Исходный текст:
Сказки Ленинградской области
Сказка — складка, песня — быль, — говорит народ. И действительно, ни в одном жанре устного народного творчества не найдем мы столько яркого вымысла, стремления преодолеть реальность жизненных установлений — чаще всего тягостную реальность, — сколько находим всего этого в древнем жанре сказки.
Изнурительный труд, зависимость от стихийных сил природы порождали в первобытном человеке мысли об облегчении этого труда, об освобождении от этой зависимости. Так возникли прекрасные художественные образы мирового фольклора: мельница Сампо, скатерть-самобранка, ковер-самолет, а потом уже гусли-самоигры, кошелек-самотряс, дубинка-самобойка…
В сказках встречаемся мы и с социальной фантастикой, или, точнее, с социальной утопией: та классовая справедливость, о которой мечтали, за которую боролись угнетенные массы, в сказке всегда торжествует; герой, которого народ считает своим, побеждает врагов: злого царя, барина, попа.
Сказка пережила века. Древнерусское государство распалось на отдельные феодальные княжества, возникло единое Московское государство. Менялись общественно-экономические формации. А сказка жила, и всё так же передавали ее из уст в уста безвестные поколения русских крестьян.
Живет сказка и в наши дни. Ее записывают, издают. В последние годы вышло множество сказочных сборников в различных областях страны. Данная книга — первая книга сказок Ленинградской области.
Наш край имеет свои особенности. Это земли, где русские издавна встречались, соединялись с финно-угорскими племенами — ижорой, вепсами, карелами, финнами. Некогда территория нынешней Ленинградской области входила во владения древнего Новгорода. Возникновение Петербурга привело к насильственному переселению в город и прилегающие к нему земли остро необходимой рабочей силы из многих губерний России. Постановлением правительства с 1714 по 1728 год из Московского, Рязанского и Костромского уездов было перевезено 4000 дворов. В ряде случаев крестьяне переселялись целыми деревнями. Так, деревня Касимово Парголовского района[1], в которой производилась запись сказок, была полностью, как передают старожилы, перевезена при Петре I из Касимовского уезда Рязанской губернии. Основывая Новую Ладогу, Петр прямо приказал «сволочь» народ из разных мест России.

Задания:
a) Определите, соответствуют ли тексту о сказках Ленинградской области утверждения (i), (ii) и (iii). Ответьте «да» или «нет» и подтвердите каждый ответ точной цитатой из текста.
(i) Книга названа первой книгой сказок Ленинградской области.
(ii) С 1714 по 1728 год 4000 дворов перевезли из Московского, Рязанского и Тверского уездов.
(iii) Деревню Касимово, по словам старожилов, перевезли при Петре I из Касимовского уезда Рязанской губернии.
b) Перепишите дословно фрагмент текста о сказках Ленинградской области между словами «Изнурительный труд, зависимость» и «поколения русских крестьян.» включительно.
Для работы с текстом записи не понадобятся.

[Записи разметки контуров]
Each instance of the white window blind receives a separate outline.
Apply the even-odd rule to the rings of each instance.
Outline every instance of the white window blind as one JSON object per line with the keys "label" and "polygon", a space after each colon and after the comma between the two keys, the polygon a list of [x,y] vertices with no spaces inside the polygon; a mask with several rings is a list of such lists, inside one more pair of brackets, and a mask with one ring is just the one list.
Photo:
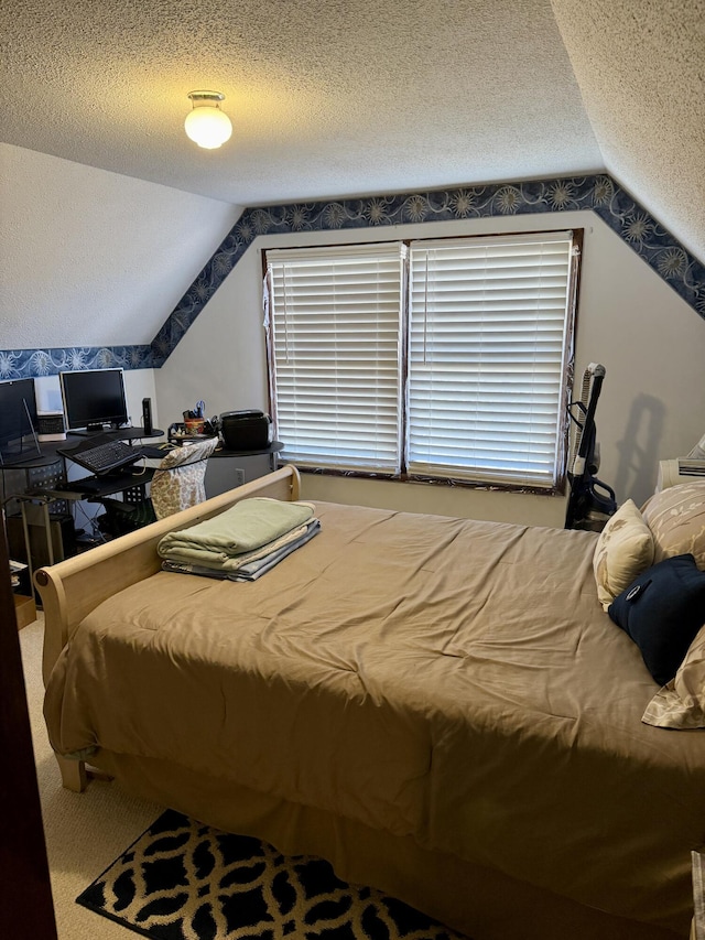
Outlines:
{"label": "white window blind", "polygon": [[272,400],[303,467],[398,473],[406,248],[267,252]]}
{"label": "white window blind", "polygon": [[412,242],[410,474],[552,487],[572,233]]}

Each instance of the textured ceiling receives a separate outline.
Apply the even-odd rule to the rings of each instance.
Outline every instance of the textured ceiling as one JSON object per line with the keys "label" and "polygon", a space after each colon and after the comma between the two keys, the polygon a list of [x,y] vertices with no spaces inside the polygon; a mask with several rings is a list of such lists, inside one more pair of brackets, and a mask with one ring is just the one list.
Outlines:
{"label": "textured ceiling", "polygon": [[[2,136],[257,205],[604,169],[550,0],[13,0]],[[194,88],[234,136],[199,150]]]}
{"label": "textured ceiling", "polygon": [[705,262],[705,0],[552,0],[609,172]]}
{"label": "textured ceiling", "polygon": [[12,0],[2,140],[249,206],[607,169],[703,259],[704,2]]}

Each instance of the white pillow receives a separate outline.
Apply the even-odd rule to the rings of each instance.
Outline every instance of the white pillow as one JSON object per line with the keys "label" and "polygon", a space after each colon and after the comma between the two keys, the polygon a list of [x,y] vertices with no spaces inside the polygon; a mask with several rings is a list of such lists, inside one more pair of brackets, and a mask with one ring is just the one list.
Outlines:
{"label": "white pillow", "polygon": [[675,678],[657,692],[641,721],[657,727],[705,728],[705,626]]}
{"label": "white pillow", "polygon": [[611,516],[593,555],[597,597],[607,611],[618,594],[653,564],[653,536],[632,499]]}

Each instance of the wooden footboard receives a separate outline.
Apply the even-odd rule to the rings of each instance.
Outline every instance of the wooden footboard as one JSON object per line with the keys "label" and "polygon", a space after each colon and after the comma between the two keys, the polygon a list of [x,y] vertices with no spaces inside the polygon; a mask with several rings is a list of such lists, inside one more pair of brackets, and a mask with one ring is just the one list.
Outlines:
{"label": "wooden footboard", "polygon": [[[34,582],[44,609],[44,685],[61,651],[84,617],[111,595],[160,570],[162,560],[156,553],[156,545],[166,532],[195,526],[241,499],[269,496],[290,501],[299,499],[299,472],[288,465],[143,529],[36,571]],[[83,764],[57,759],[64,786],[83,790],[86,785]]]}

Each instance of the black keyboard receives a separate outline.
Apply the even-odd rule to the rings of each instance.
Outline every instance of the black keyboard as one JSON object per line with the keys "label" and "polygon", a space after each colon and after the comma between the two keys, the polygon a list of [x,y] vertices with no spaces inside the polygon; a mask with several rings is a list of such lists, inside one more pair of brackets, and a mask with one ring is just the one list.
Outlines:
{"label": "black keyboard", "polygon": [[141,456],[140,451],[135,451],[124,441],[106,441],[102,444],[96,444],[94,447],[62,451],[62,453],[74,463],[80,464],[82,467],[98,476],[117,467],[133,464]]}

Решения по заданиям:
a)
(i) Да: «Данная книга — первая книга сказок Ленинградской области».
(ii) Нет: «из Московского, Рязанского и Костромского уездов было перевезено 4000 дворов».
(iii) Да: «была полностью, как передают старожилы, перевезена при Петре I из Касимовского уезда Рязанской губернии».

b)
Изнурительный труд, зависимость от стихийных сил природы порождали в первобытном человеке мысли об облегчении этого труда, об освобождении от этой зависимости. Так возникли прекрасные художественные образы мирового фольклора: мельница Сампо, скатерть-самобранка, ковер-самолет, а потом уже гусли-самоигры, кошелек-самотряс, дубинка-самобойка…
В сказках встречаемся мы и с социальной фантастикой, или, точнее, с социальной утопией: та классовая справедливость, о которой мечтали, за которую боролись угнетенные массы, в сказке всегда торжествует; герой, которого народ считает своим, побеждает врагов: злого царя, барина, попа.
Сказка пережила века. Древнерусское государство распалось на отдельные феодальные княжества, возникло единое Московское государство. Менялись общественно-экономические формации. А сказка жила, и всё так же передавали ее из уст в уста безвестные поколения русских крестьян.